• [Activity]:
Each line from the one that includes "on the race" to the last line of the data below should be set down exactly; no other lines are wanted.
** Opening Information shown block **
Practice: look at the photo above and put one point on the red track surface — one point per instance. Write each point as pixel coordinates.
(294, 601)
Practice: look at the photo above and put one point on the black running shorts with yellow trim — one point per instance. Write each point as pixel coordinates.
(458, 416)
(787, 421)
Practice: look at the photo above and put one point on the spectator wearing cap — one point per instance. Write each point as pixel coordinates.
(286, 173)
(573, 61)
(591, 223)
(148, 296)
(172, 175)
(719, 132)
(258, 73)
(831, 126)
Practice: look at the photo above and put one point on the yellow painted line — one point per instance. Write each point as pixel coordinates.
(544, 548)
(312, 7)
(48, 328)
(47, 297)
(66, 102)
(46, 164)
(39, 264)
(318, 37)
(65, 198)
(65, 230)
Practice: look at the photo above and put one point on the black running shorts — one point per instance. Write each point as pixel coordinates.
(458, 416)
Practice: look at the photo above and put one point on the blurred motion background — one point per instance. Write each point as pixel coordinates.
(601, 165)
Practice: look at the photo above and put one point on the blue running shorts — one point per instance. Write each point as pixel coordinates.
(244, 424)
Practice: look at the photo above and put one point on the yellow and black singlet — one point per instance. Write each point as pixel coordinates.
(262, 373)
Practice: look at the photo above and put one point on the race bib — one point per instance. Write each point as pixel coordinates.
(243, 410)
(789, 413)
** Closing Information shown block **
• [Written response]:
Practice: look at the photo above and put one point on the race bib — one point per instance. Write each point as pixel coordinates.
(243, 410)
(789, 413)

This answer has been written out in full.